* _Work request 1_:
Answer the following questions using the forum discussion about the shot tigers:
(a) According to the first post, how long had the owner been gone?
(b) How many tigers were shot, according to the post that Neal quotes?
(c) In Laura's post, which animal parts are said to sell?
* _Work request 2_: Identify every adjective that the forum discussion about the shot tigers uses to describe burying the animals as a way to deal with them.
* _Work request 3_: Proceed with the forum discussion about the shot tigers from the point at which it stops.

I had thought about and even talked with my husband about the same point, who is to say this would not or could not happen in a "real" zoo or a circus even for that matter.

I could see him committing the suicide now if you think about it. He's been gone for a year, so would have gotten a fresh look at his place when he came back. Maybe he realized just how bad things were. He may have had enough money in animals to sell to cover his debt, but would he have wanted to sell them? Think about the fact some of those he had hand raised. Would he want to sold to an unknown future? Possibly even a worse life then they already had. 

When the law enforcement people are involved, they can get court orders to allow them to by pass laws, such as burying the animals. Doing that saved the hassle of getting the trucks to haul the bodies, the manpower to guard the bodies until they were ashes, and all that would have added up to even bigger costs. Burying was the cheapest, easiest, safest, and quickest way to deal with it. The state and country want this all behind them as soon as possible, so all the bad publicity will die down and move on to the next horror news event.


----------



## Neal (Oct 22, 2011)

stephiiberrybean said:


> They shot 18 rare tigers. They could have at least tranquilizers for a few of them.



They did attempt to tranq. at least one of the tigers, it then ended up charging at the shooter I believe. It just wasn't a realistic solution to even do this for a few of them.


----------



## Tom (Oct 22, 2011)

Laura said:


> i wasnt joking.. there are people out there who will try to dig them up... Skulls and teeth and claws sell too... :-(
> 
> as for the tranq... sounds like a great easy solution... BUT besides what was already mentioned.. ; how long it takes for an animal to go down once sedated, and how much more dangerous they become.... FIRST you HAVE TO HAVE the drug,, you Must have the proper Gun and syringes to use, and most places dont have access to that, and if they did, it wouldnt be near enough for the size and amount of animals involved. I bet even the Zoo would have been able to do it all. And IF they could have.. rounding it all up and getting the staff together and out there, would have taken precious time. WHen you dart an animal, ( sometimes it misses or does not work) they become excited, scared and aggitataed, sometimes run off or come at the person who is closest. Get the dose wrong and you have a sedated animal still able to fight, or the wrong drug will kill some types.. It is not fun.. then you have to have 1-2 people keep an eye on that animal so they know when it goes down. With all the others running loose, the likely hood of getting attacked while assisting its 'friend' or them attacking the animal cuz its acting strange,, is HIGH! I hate what happened.. but in reality... its the only thing they could have done... only one to blame is the owner.

* _Information given_:
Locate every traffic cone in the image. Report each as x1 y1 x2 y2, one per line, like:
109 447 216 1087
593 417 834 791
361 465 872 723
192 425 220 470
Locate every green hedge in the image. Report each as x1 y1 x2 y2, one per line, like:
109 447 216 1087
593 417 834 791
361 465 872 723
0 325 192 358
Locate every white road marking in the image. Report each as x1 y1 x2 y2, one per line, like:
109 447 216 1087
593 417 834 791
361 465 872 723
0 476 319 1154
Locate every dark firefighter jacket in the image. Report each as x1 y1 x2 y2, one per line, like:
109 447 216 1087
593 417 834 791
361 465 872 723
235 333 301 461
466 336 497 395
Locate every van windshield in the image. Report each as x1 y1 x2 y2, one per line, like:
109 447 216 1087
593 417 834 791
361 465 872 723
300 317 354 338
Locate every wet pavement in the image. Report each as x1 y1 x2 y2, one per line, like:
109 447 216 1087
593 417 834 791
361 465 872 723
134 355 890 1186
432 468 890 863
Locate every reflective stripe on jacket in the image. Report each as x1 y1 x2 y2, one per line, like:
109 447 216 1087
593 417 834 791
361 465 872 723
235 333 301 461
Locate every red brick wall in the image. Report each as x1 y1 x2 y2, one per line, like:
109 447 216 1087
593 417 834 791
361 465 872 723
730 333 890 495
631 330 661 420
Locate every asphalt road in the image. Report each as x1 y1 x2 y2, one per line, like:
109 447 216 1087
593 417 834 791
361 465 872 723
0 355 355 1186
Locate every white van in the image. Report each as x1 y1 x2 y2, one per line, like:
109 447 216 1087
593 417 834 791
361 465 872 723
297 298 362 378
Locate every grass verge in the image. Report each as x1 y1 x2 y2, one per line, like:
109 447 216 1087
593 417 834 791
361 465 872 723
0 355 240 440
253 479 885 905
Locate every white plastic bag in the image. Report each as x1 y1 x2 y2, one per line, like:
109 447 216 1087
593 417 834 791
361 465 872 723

* _Response box 1_:
(a) A year.
(b) 18 rare tigers.
(c) Skulls, teeth and claws.

* _Response box 2_: Cheapest, easiest, safest, quickest.

* _Response box 3_:
> 
> Unless they find out someone else is involved, and it was murder and not suicide... and blame Ohio for having no laws.. do they want to become Calif? where you cant even own a Ferret as a pet? Im on the fence with that.. we have our animal problems too...



Laura, this is my new favorite post of yours! 

yagi and Jaqcui, I was thinking the same thing. It wouldn't be that hard to get past the night watchman and do this at any number of zoos in the country. That was my point above. Bad guys will always do bad things, no matter what laws are passed as a result of this.


----------



## stephiiberrybean (Oct 22, 2011)

In reply to Tom - Yes even with Englands laws we do have things happen that shouldn't. In fact I think England are far too soft when it comes to a few certain things *cough* immigrants, benefit frauds etc etc..*cough*
But when it comes to animals there should be very strict laws, regulations and checks in place to ensure nothing like this can even happen and if it does then there is protocol in place to deal with it.



Neal said:


> They did attempt to tranq. at least one of the tigers, it then ended up charging at the shooter I believe. It just wasn't a realistic solution to even do this for a few of them.



Ahh ok, thank you. I didn't see that.

However in reply to the tranqs not being quick enough. They manage to tranq and take down bigger animals in africa safely and efficiently. Without cages from the back of open top trucks! Its a matter of seconds/minutes and the animal is down and can be safely moved or have health checks etc. 
If done properly no-one should get hurt and the animals get to keep their lives.


Sorry Jacqui, I won't reply now  I just wanted to get that out.


----------



## Tom (Oct 22, 2011)

Momo, its not just needing the right equipment and quantity of drugs. Its that sometimes you hit them just right with the right dose and it does nothing. They could run off into the night and then who knows what. I've had to dose big cats two and three times to knock them down and that is in a calm situation where they are in their home and relatively relaxed. When you add in adrenaline and all the craziness surrounding a situation like this, there is no way they could have made tranquilizers work. It is sad, but true. It would have been irresponsible, possibly criminal, for them to take such a chance. I too HATE what happened, but so far, I have not thought of another alternative. I would not be surprised to find out that some of the shooters went home and cried their eyes out. I would have...


----------



## stephiiberrybean (Oct 22, 2011)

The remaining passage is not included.